= Task objective =
Please recast every line of the entries below as a Markdown table with the columns "Row" and "Entry line," numbering the rows and leaving out blank lines.

====== Recorded data ======

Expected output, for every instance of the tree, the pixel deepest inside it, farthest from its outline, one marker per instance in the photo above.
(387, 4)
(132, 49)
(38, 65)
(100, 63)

======

= Solution below =
| Row | Entry line |
|---|---|
| 1 | Expected output, for every instance of the tree, the pixel deepest inside it, farthest from its outline, one marker per instance in the photo above. |
| 2 | (387, 4) |
| 3 | (132, 49) |
| 4 | (38, 65) |
| 5 | (100, 63) |